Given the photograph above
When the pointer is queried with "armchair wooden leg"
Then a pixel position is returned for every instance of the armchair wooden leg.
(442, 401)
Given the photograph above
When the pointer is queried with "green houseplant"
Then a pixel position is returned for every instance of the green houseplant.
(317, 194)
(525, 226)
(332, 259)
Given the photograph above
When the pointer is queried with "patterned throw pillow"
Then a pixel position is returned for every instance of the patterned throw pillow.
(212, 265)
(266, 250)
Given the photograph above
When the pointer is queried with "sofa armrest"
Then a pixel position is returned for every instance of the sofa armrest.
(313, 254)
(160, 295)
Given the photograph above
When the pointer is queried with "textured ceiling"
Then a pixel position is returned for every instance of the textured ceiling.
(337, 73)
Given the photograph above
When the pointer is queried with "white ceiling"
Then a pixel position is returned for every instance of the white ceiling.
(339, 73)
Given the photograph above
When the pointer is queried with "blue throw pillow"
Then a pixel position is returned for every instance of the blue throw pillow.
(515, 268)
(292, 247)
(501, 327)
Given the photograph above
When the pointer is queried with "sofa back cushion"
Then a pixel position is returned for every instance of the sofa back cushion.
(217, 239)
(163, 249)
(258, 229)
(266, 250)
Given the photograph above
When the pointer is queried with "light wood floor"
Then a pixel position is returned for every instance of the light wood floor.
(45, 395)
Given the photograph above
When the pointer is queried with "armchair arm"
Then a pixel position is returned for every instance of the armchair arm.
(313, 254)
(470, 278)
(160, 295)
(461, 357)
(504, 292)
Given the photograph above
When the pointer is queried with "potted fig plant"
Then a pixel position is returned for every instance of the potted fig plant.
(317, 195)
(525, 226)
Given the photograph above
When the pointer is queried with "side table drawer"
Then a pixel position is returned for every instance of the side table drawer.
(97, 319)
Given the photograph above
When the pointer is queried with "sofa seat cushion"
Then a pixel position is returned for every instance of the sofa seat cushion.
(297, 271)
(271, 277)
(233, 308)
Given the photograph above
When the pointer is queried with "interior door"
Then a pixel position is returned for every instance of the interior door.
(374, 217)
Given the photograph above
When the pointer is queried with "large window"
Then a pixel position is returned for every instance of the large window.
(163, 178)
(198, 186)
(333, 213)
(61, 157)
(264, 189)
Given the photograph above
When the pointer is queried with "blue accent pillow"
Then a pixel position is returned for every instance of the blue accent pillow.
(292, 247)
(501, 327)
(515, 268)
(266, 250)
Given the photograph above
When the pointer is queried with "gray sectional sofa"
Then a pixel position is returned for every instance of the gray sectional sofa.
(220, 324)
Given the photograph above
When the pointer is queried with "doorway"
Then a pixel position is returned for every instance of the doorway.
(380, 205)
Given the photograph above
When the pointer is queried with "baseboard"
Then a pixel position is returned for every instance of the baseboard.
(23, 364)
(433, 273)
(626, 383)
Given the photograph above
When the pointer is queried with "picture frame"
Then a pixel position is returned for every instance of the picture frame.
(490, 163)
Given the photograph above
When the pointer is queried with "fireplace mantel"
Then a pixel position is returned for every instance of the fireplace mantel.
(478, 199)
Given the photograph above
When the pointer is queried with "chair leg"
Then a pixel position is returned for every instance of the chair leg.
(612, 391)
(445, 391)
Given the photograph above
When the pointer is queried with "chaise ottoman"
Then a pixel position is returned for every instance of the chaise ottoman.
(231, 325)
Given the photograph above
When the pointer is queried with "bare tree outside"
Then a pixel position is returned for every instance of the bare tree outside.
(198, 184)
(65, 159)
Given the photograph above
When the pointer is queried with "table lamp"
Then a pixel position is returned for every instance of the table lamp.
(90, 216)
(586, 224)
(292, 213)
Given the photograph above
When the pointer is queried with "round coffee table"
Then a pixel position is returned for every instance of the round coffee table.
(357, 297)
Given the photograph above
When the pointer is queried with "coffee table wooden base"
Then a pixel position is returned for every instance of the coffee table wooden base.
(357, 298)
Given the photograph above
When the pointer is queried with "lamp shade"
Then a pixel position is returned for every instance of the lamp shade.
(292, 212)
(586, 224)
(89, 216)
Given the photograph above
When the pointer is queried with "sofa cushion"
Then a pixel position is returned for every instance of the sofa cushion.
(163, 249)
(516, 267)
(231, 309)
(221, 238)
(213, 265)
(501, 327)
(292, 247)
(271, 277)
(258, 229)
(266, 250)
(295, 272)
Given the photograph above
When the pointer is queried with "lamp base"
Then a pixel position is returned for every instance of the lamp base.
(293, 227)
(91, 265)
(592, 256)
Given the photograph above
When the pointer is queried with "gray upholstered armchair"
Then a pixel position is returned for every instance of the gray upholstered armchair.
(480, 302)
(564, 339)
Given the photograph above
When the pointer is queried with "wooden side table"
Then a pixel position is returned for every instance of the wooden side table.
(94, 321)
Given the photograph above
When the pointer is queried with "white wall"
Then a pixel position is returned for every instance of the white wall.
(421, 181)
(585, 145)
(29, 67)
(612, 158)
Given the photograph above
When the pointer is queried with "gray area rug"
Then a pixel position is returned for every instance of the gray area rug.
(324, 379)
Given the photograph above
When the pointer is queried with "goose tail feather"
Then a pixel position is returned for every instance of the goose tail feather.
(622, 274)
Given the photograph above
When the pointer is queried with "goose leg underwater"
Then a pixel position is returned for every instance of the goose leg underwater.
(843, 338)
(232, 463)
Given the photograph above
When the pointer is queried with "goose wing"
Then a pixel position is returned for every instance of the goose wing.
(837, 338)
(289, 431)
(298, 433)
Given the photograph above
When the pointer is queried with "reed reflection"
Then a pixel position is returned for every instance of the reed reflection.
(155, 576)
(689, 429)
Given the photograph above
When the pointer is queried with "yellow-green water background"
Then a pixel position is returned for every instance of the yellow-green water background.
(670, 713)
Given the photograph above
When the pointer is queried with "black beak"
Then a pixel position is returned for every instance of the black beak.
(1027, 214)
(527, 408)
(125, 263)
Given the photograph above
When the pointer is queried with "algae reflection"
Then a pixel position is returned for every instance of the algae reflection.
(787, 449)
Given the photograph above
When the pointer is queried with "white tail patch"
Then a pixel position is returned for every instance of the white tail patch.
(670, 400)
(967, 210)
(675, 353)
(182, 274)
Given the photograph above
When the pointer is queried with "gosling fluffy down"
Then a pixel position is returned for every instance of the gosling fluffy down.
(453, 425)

_STATED EXERCISE_. Find every line in the records above that contains the word "ceiling", with case counting, and copy each of those lines.

_THE COMPLETED TASK_.
When the pointer is queried with "textured ceiling"
Then a pixel position is returned for every instance of the textured ceiling.
When the pointer is queried with "white ceiling"
Then a pixel position is returned for every instance of the white ceiling.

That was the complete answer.